■ Given text

RITE AND REASON:IN ITS "Opinion on Stem Cell Research", published last week, the Irish Council for Bioethics is right not to base its conclusions on the results of polls.
Instead, recommendations for policy proposals need to be founded on convincing arguments.
The outcomes of polls depend, eg, on the way questions are framed, on the prior information and reflection of the respondent, which in turn depends on the existence and quality of a sustained public debate.
The position the council arrived at unanimously against the views expressed by a majority in the polls conducted in 2007, namely to ask the State to allow research on embryonic and foetal stem cells, has to be evaluated by the strength of its arguments.
The council's 2007 "Opinion on Advance Care Directives" indicated its philosophical basis by referring to John Stuart Mill in its "Ethical Framework". In the new document's ethical discussion, references to Locke and Kant are interspersed.
What emerges as the guiding framework, however, and becomes clear by reference to the "strict conditions of informed consent" (p. 51), in this case of IVF couples becoming embryo donors, is the continued reliance on Mill's empirical understanding of autonomy as independence from external influence.
In the council's argument, the crucial difference between two opposite types of argumentation is lost: between Locke's definition of the person by her empirical consciousness and Mill's corresponding view of autonomy as independence, on the one hand, and Kant's insistence that human dignity is not at our own disposal, and that each human being (not just those at the height of their rational, conscious, intelligent, autonomous powers) is an irreplaceable end in itself, on the other.
On what else could a universalist ethics of human rights be founded?
For the Irish Council for Bioethics, all that is needed to make embryos left over from IVF attempts available for stem cell research is the individualised "informed consent" of the couple involved.
They ignore the extent of ethical and feminist debate of the category on which it is based, autonomy, as in the Cambridge philosopher Onora O'Neill's 2002 book, Autonomy and Trust in Bioethics, which is missing in the extensive bibliography.
For her, the progressive reduction first of Kant's principled autonomy to Mill's individualism, and then of Mill to consumer choice, marks a "breathtaking simplification of ethical justification in and beyond medicine.
"The single requirement of respect for individual autonomy, under a strikingly weak interpretation that demands no more than respect for informed consent requirements, is seen as a complete basis for all ethical justification in medicine (perhaps also in science and biotechnology)."

■ Record extracts

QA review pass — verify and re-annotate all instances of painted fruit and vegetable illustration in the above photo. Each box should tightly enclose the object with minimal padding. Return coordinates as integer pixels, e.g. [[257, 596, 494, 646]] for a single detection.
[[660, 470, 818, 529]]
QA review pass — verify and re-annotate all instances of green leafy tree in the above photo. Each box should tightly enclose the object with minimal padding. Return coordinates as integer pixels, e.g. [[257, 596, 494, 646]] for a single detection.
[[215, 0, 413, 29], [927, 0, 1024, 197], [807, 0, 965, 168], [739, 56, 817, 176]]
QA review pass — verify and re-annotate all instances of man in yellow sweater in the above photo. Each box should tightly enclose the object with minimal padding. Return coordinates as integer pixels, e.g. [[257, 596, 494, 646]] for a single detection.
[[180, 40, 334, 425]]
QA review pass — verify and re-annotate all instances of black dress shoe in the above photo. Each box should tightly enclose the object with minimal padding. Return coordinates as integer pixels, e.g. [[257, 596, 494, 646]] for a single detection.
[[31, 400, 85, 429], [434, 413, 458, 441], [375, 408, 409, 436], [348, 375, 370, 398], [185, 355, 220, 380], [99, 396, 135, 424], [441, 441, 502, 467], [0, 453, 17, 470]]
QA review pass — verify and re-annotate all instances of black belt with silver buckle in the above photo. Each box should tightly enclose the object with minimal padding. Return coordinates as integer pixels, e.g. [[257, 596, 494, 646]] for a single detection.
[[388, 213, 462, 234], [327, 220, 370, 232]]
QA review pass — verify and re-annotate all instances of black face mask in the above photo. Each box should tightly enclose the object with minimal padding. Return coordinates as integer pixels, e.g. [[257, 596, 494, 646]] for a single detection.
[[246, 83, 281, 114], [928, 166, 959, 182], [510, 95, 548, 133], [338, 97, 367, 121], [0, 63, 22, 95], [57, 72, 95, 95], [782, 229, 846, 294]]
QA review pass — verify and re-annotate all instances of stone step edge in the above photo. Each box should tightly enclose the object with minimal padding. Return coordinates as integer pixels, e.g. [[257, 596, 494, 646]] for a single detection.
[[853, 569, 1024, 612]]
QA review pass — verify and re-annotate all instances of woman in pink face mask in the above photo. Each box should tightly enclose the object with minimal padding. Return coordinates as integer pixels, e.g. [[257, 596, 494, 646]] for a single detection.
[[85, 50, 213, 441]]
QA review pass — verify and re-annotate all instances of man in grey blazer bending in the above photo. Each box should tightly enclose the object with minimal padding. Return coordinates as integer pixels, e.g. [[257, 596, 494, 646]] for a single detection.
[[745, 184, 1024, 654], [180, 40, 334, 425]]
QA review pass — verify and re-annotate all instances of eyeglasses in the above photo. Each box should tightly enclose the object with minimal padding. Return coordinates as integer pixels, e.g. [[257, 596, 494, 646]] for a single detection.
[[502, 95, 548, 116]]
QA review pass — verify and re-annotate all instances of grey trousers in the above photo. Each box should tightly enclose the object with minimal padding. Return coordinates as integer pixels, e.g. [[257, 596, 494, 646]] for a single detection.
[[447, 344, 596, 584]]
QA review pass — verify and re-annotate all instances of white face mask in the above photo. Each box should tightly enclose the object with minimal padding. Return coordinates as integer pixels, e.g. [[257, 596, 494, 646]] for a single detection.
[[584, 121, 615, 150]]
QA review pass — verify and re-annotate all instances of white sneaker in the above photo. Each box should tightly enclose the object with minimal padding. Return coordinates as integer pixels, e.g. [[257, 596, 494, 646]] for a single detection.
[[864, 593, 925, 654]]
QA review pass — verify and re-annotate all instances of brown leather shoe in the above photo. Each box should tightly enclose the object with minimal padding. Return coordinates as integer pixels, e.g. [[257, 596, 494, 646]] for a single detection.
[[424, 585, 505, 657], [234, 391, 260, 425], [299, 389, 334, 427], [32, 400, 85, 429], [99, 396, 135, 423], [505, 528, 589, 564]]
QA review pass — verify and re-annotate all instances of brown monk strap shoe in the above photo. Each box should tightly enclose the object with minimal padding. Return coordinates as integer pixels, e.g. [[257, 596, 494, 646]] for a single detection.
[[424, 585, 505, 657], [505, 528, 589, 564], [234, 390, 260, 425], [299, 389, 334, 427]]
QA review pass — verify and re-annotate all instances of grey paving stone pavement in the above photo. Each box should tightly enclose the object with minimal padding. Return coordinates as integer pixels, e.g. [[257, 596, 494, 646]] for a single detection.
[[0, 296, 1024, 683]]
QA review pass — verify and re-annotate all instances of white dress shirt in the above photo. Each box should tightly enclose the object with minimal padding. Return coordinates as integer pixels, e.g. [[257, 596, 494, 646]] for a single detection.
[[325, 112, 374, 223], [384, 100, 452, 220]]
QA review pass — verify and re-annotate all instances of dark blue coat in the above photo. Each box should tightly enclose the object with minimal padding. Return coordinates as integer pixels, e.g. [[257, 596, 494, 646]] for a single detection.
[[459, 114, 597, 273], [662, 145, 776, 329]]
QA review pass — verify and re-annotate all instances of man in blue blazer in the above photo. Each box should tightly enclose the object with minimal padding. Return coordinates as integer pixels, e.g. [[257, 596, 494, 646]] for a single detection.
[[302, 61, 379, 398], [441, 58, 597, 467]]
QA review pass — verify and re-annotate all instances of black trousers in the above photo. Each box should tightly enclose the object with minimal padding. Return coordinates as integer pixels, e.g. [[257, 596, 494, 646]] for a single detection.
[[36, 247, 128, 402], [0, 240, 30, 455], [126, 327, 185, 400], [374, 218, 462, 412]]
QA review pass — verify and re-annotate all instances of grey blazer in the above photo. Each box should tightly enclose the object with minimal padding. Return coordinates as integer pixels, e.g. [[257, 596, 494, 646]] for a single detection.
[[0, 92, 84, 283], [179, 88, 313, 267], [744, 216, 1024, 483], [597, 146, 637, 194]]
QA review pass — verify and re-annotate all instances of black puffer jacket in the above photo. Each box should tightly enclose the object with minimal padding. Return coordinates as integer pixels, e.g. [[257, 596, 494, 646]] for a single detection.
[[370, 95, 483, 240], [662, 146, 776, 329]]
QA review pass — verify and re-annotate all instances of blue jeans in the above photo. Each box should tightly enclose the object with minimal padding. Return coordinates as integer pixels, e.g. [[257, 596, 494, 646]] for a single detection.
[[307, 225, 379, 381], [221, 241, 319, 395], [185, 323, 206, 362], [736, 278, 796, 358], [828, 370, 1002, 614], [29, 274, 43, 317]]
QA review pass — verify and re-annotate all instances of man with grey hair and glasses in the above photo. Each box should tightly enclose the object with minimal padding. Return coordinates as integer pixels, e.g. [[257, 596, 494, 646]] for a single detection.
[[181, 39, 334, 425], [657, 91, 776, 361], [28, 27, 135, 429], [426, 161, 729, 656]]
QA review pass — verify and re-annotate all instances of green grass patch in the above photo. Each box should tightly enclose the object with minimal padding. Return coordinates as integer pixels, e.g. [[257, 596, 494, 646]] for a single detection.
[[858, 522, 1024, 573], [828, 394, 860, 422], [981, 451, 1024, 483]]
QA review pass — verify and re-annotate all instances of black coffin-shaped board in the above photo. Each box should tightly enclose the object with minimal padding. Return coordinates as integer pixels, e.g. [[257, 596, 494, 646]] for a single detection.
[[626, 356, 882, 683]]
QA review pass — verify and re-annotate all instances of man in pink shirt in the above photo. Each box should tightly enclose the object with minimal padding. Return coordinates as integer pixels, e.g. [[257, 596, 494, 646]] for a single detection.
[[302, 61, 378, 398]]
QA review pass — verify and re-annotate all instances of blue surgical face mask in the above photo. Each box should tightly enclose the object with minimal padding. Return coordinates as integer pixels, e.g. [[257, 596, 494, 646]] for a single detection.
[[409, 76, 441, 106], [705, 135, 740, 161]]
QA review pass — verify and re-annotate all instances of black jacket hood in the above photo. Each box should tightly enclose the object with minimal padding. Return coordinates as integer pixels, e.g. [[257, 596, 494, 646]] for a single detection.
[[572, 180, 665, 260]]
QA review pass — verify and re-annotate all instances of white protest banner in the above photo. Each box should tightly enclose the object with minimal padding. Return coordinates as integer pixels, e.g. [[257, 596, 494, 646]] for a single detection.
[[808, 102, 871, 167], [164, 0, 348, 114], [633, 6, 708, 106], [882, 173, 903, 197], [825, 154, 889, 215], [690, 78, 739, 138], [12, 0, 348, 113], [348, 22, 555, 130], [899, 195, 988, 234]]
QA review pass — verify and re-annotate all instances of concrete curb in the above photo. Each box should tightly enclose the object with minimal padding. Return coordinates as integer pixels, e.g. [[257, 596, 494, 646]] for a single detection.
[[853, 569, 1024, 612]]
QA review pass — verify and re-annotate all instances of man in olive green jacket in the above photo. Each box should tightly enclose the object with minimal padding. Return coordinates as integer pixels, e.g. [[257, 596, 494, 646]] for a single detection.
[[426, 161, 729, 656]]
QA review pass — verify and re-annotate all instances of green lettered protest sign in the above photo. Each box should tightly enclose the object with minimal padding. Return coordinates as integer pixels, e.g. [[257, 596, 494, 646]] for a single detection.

■ What the task asks
Reproduce the stem cell research opinion piece word for word, starting at "On what else" and ending at "the couple involved.". The lines above can be set aside.

■ Expected answer
On what else could a universalist ethics of human rights be founded?
For the Irish Council for Bioethics, all that is needed to make embryos left over from IVF attempts available for stem cell research is the individualised "informed consent" of the couple involved.